**TRECHO DO TEXTO**
■ ■ ■

Encontrando J. Laplanche e K.-B. Pontalis - EU ALGUÉM OBJETO ALGUM





EU ALGUÉM OBJETO ALGUM

A noção de objeto é encarada em psicanálise sobre três aspectos principais:
a)      Enquanto correlativo da pulsão, ele é aquilo em que e por que esta procura atingir o seu alvo, isto é, um certo tipo de satisfação. Pode tratar-se de uma pessoa ou de um objeto parcial, de um objeto real ou de um objeto fantasmático.
b)      Enquanto correlativo do amor (ou do ódio), a relação em causa é então a da pessoa total, ou da instância do ego, com um objeto visado também como totalidade (pessoa, entidade, ideal, etc.); (o adjetivo correspondente seria “objetal”).
c)      No sentido tradicional da filosofia e da psicologia do conhecimento, enquanto correlativo do sujeito que percebe e conhece, é aquilo que se oferece com características fixas e permanentes, reconhecíveis  de direito pela universalidade dos sujeitos, independentes dos desejos e das opiniões dos indivíduos (o adjetivo correspondente seria “objetivo”).

■ ■ ■

[Entradas sobre a localização de coisas nomeadas]
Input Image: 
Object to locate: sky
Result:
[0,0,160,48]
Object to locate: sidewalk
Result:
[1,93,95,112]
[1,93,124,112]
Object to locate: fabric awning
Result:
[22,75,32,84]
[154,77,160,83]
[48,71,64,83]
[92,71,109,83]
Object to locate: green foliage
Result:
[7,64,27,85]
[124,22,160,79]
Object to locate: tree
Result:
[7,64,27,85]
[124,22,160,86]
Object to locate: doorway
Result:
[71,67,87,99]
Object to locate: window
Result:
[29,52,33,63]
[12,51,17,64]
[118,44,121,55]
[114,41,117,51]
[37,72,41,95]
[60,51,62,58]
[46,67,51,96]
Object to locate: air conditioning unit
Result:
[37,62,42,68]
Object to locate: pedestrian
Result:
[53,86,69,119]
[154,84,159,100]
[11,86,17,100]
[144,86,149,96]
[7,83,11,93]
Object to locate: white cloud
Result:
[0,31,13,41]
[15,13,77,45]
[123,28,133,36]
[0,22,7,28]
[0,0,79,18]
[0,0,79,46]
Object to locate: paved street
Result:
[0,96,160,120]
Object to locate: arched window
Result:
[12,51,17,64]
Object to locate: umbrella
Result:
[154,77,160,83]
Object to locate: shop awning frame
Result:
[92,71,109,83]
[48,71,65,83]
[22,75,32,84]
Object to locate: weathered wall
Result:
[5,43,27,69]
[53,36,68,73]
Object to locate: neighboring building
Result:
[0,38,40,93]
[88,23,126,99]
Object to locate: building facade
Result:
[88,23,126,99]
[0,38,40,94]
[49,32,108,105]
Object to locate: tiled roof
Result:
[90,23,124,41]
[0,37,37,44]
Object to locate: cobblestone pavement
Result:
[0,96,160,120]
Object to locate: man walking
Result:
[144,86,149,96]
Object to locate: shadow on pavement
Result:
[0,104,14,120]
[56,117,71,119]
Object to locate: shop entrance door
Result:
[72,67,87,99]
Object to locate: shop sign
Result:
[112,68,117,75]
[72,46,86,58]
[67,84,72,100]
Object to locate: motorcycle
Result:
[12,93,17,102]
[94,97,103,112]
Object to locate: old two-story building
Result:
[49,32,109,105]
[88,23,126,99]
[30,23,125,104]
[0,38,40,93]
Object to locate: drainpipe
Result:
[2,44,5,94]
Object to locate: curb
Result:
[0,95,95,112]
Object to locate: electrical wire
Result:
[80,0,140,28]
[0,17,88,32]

■ ■ ■

**TAREFA BREVE A**
Repita o trecho do texto sobre a noção de objeto que vai de "Encontrando J. Laplanche" até "um objeto fantasmático.", inclusive.
**TAREFA BREVE B**
No texto sobre a noção de objeto, a frase que começa por "Pode tratar-se de" enumera o que o objeto da pulsão pode ser. Liste todas essas possibilidades.

**RESOLUÇÃO COMPLETA A**
Encontrando J. Laplanche e K.-B. Pontalis - EU ALGUÉM OBJETO ALGUM





EU ALGUÉM OBJETO ALGUM

A noção de objeto é encarada em psicanálise sobre três aspectos principais:
a)      Enquanto correlativo da pulsão, ele é aquilo em que e por que esta procura atingir o seu alvo, isto é, um certo tipo de satisfação. Pode tratar-se de uma pessoa ou de um objeto parcial, de um objeto real ou de um objeto fantasmático.

**RESOLUÇÃO COMPLETA B**
- uma pessoa
- um objeto parcial
- um objeto real
- um objeto fantasmático